Ainsi, des accords financiers devraient être signés entre les différentes parties, préambule indispensable à la reprise des chantiers.
« Nous avons de bonnes relations avec l’ordre des architectes » précise Marie-Ange Gay Ramos.
« Ensuite certains clients privés ou publics sont de bonnes compositions et réfléchissent avec nous, d’autres en revanche nous disent : vous n’avez qu’à prendre vos responsabilités et revenir vers nous quand vous saurez ! Cela va se régler au cas par cas. En tout cas une chose est sûre : il est hors de question d’avoir des pénalités de retard ! »

Un avis partagé par Arnaud Roussel-Prouvost, Président de la Fédération des Promoteurs Immobiliers de Nouvelle Aquitaine. « Nous attendons une décision de l’Etat sur le droit de cas de force majeure. Il en va de la survie des opérations pour que personne à son niveau ne se voit réclamer des pénalités financières suite à cette situation que nous subissons tous. »

Et de préciser sur les surcoûts à venir : « l’arrêt complet n’est pas une solution. Il faudra être souple et intelligent. Chaque chantier est un cas particulier. Impossible d’avoir des règles duplicables. C’est très complexe. Mais tout le monde est impacté et donc tout le monde doit participer ! »
 

Un courrier envoyé aux maires de la région


Et le président de cette fédération qui produit 80% des logements neufs de la région d’alerter sur l’avenir : « La production de logement est en baisse depuis 18 mois avec la période pré-électorale des municipales. Et là on est en train de bloquer les activités de demain. Depuis le confinement, plus aucun permis de construire n’est instruit. Il faut un choc de simplification pour ces dossiers. »
Une volonté que la fédération des promoteurs immobiliers a détaillé avec plusieurs propositions concrètes dans un courrier envoyé vendredi à tous les maires de la région.

Travail à faire →
1. Recopiez le passage de l'extrait qui commence par « Ainsi, des accords » et se termine par « Marie-Ange Gay Ramos. ».
2. Dans l'extrait, relevez une à une toutes les phrases de la citation introduite par « Et de préciser sur les surcoûts à venir ».

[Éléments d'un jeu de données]
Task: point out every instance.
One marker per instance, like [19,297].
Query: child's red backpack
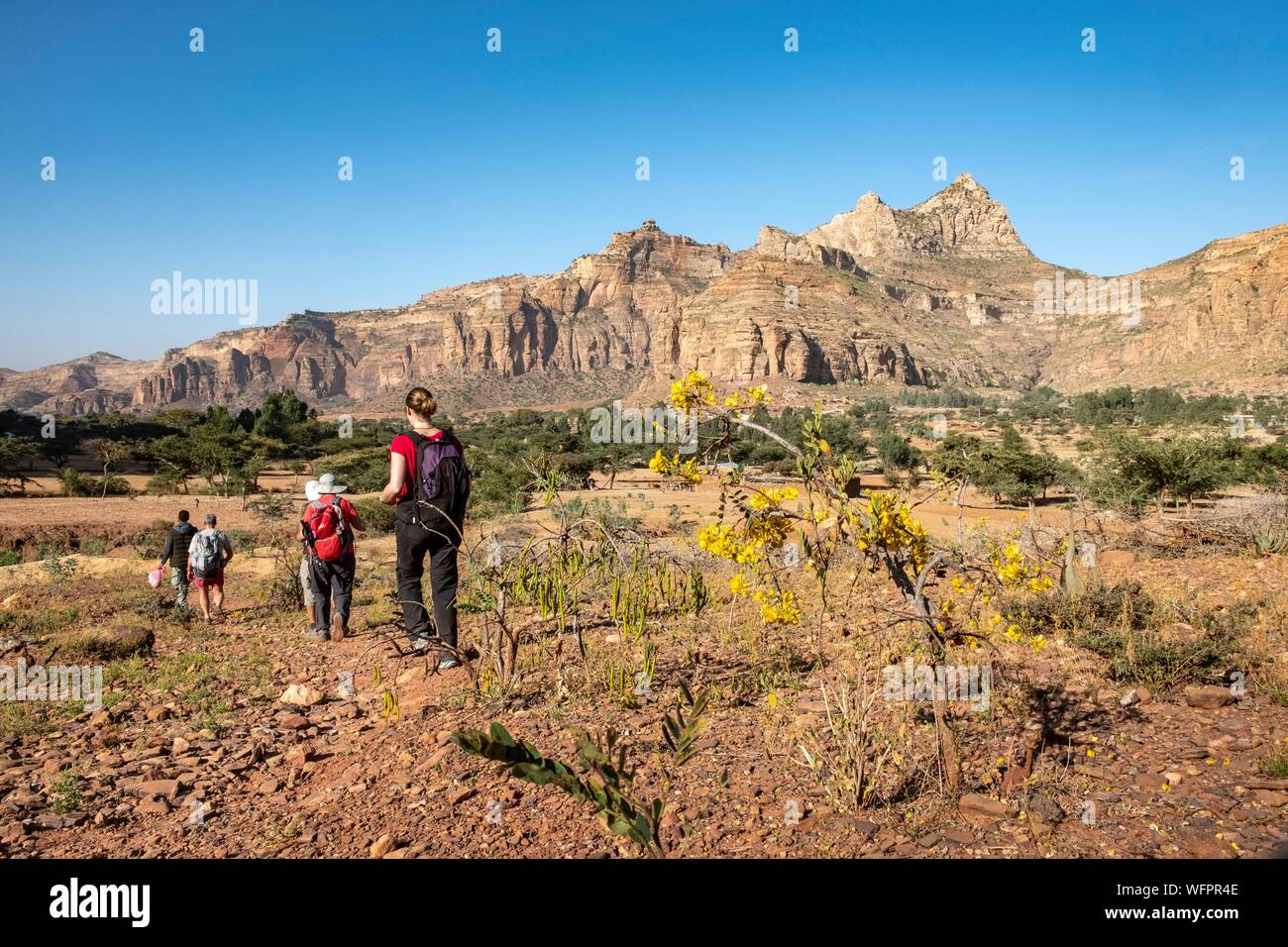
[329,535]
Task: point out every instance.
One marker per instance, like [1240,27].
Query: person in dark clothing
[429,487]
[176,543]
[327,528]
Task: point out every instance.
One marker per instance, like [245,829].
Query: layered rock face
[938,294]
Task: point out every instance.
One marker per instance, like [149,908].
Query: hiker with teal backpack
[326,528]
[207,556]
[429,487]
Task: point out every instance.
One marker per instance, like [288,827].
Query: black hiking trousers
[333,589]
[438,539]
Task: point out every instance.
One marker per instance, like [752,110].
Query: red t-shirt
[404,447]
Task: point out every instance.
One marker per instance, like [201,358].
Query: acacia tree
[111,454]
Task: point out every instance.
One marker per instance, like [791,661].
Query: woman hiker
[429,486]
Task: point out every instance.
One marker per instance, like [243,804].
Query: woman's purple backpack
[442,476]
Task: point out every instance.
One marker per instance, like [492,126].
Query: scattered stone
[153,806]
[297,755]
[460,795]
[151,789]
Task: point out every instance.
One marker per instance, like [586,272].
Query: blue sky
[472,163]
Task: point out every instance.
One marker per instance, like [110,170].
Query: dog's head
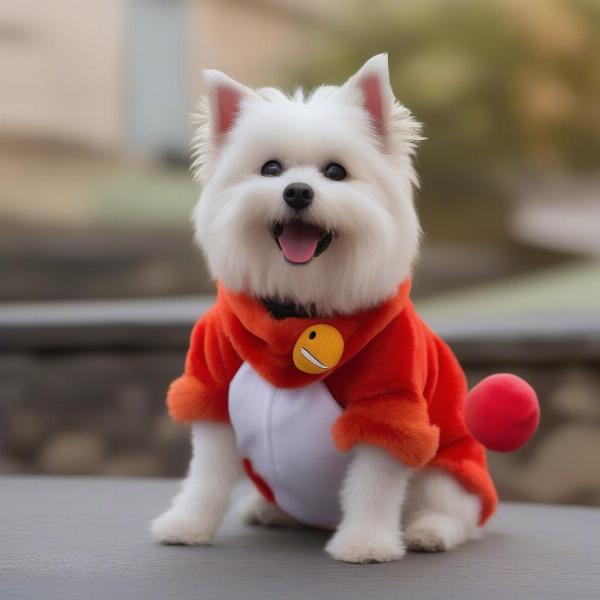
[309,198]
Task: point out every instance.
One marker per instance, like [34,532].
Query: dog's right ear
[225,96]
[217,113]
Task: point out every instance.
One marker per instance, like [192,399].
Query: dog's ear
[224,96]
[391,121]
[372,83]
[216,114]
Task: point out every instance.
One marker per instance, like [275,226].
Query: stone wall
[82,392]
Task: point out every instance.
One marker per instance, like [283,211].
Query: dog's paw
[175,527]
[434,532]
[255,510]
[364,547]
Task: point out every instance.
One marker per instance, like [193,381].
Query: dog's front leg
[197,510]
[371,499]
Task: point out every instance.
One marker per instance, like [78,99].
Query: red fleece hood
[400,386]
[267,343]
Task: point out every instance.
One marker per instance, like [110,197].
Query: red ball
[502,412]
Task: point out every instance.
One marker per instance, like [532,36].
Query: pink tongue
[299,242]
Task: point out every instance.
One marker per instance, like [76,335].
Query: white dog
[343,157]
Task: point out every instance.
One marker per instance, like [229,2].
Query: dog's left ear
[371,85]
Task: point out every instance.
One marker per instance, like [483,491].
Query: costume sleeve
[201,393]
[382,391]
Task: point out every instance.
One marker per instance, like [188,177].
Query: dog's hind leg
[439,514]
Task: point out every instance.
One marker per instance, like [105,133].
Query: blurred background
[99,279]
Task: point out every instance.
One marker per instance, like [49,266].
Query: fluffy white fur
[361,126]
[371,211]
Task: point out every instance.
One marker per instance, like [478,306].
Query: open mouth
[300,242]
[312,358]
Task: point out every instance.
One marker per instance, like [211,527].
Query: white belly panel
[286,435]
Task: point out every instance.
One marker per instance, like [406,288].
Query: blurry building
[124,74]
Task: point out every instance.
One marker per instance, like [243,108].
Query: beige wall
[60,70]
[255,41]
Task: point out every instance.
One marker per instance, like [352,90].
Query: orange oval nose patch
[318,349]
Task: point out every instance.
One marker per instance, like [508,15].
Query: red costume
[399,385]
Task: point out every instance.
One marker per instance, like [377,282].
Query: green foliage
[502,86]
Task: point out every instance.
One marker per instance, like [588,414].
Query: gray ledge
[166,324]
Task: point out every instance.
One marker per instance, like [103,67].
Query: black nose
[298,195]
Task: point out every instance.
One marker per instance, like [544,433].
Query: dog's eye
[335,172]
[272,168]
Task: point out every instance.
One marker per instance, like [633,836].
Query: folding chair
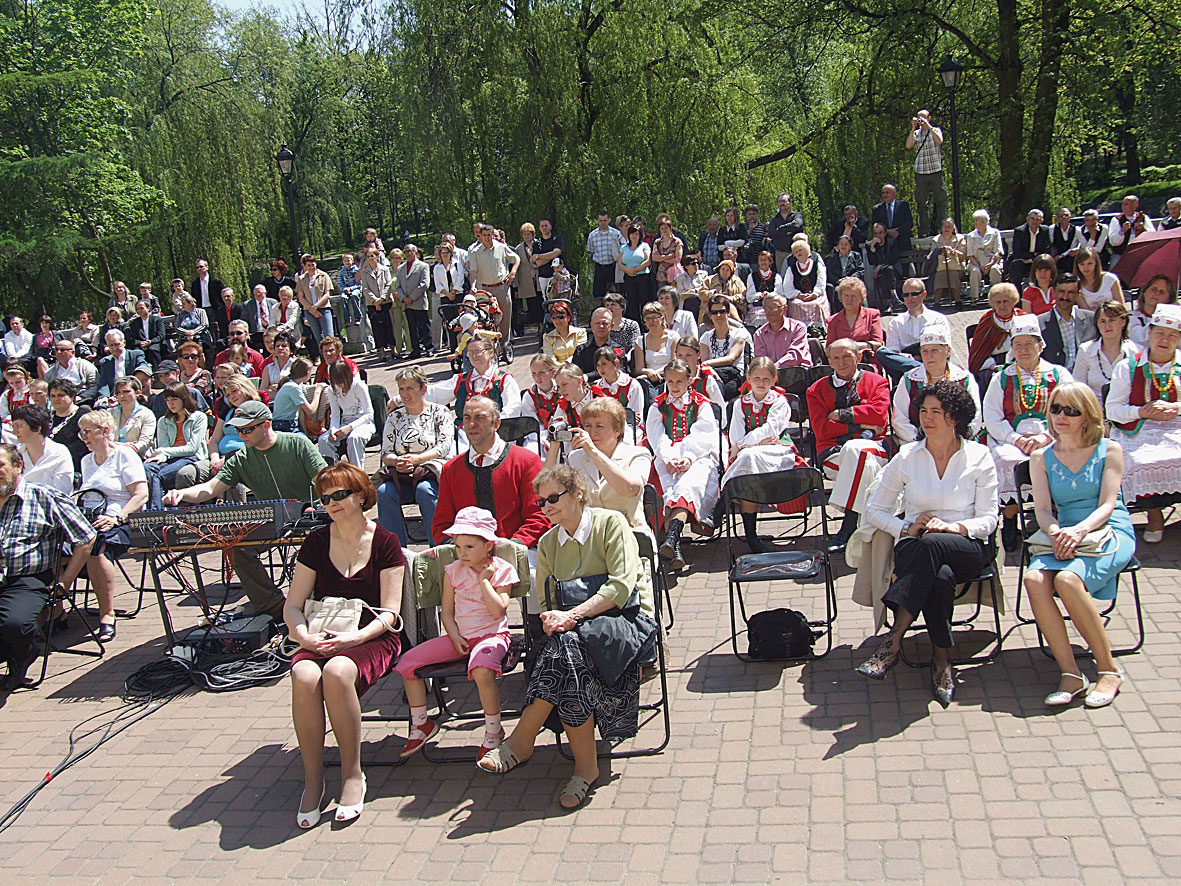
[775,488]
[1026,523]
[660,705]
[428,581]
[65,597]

...

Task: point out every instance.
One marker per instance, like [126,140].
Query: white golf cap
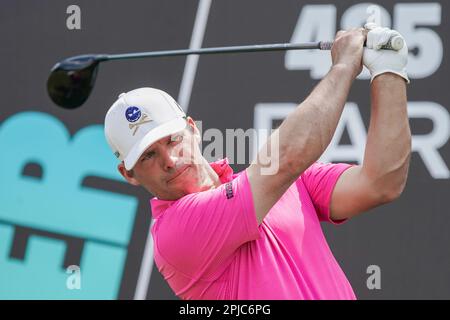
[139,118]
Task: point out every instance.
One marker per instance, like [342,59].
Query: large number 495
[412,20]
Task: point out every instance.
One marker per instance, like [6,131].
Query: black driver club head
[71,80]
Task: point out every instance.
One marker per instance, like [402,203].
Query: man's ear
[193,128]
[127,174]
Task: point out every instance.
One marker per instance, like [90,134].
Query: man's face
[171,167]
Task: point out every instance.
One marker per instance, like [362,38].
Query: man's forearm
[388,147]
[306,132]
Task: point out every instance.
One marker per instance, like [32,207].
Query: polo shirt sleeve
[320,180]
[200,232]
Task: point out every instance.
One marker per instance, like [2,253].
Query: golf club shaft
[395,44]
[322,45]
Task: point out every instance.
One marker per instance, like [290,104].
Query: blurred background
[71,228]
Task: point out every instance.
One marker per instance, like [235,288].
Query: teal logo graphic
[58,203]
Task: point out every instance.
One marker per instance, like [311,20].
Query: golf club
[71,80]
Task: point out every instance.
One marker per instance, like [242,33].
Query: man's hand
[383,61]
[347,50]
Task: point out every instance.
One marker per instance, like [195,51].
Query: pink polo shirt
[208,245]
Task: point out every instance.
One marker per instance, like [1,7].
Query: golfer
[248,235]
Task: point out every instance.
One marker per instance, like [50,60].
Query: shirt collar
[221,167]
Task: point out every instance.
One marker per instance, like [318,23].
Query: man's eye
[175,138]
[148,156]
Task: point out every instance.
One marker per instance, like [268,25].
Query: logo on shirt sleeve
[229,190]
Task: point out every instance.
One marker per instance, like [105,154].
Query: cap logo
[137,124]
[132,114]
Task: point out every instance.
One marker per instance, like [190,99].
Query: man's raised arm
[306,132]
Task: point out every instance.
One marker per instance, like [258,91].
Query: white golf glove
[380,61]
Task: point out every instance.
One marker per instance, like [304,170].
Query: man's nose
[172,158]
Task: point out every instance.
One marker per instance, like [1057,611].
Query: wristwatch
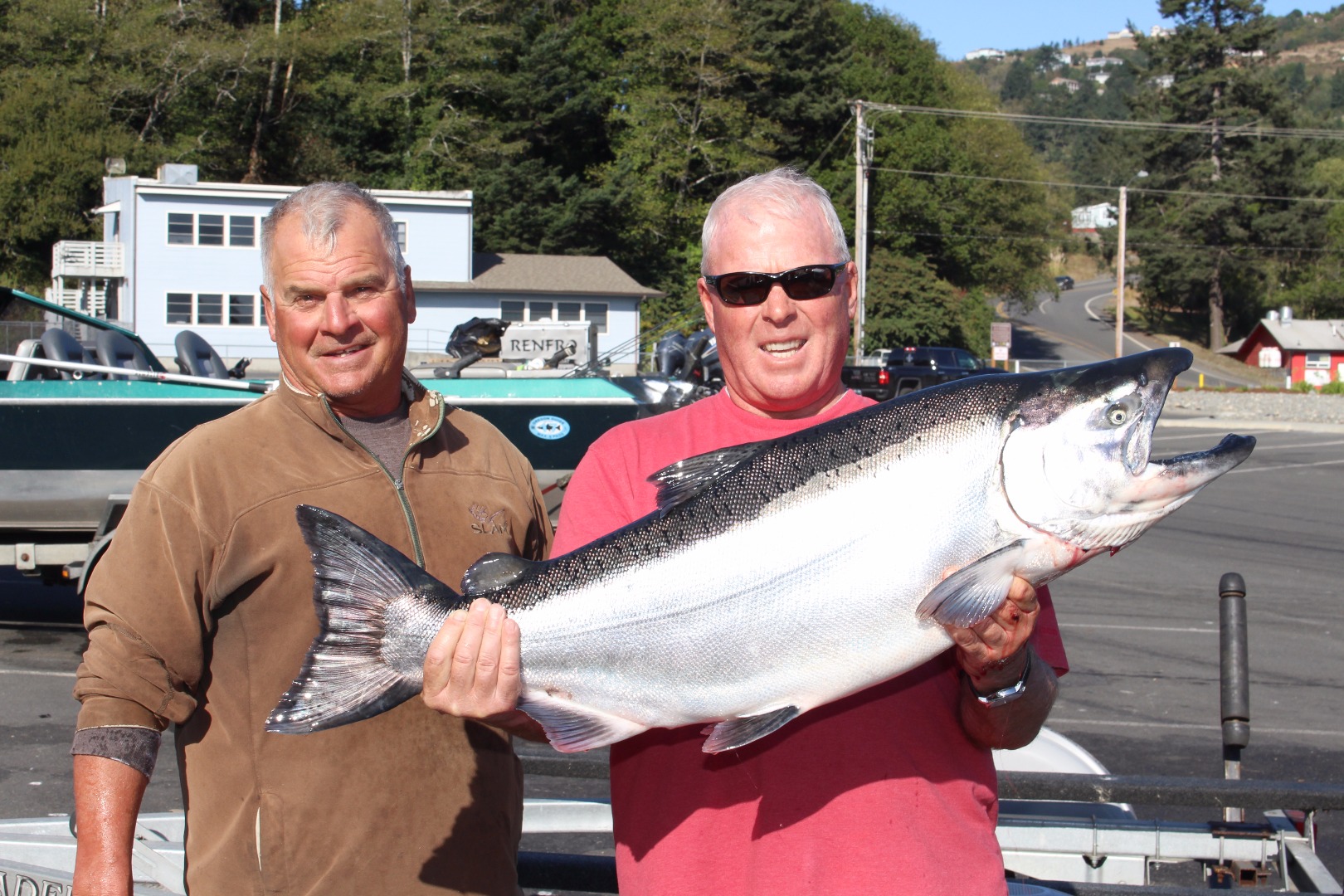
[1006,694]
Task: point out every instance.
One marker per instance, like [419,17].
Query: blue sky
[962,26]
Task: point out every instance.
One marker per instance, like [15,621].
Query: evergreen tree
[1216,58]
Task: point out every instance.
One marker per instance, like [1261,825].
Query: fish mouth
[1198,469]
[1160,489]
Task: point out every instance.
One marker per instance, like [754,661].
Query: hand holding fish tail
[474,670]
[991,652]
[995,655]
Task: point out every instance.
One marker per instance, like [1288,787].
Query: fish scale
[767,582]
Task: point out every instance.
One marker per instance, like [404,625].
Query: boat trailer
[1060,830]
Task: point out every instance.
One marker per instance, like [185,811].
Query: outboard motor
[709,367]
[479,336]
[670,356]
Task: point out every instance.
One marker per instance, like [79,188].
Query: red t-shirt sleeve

Corrigé des exercices →
1.
Ainsi, des accords financiers devraient être signés entre les différentes parties, préambule indispensable à la reprise des chantiers.
« Nous avons de bonnes relations avec l’ordre des architectes » précise Marie-Ange Gay Ramos.

2.
- « l'arrêt complet n'est pas une solution. »
- « Il faudra être souple et intelligent. »
- « Chaque chantier est un cas particulier. »
- « Impossible d'avoir des règles duplicables. »
- « C'est très complexe. »
- « Mais tout le monde est impacté et donc tout le monde doit participer ! »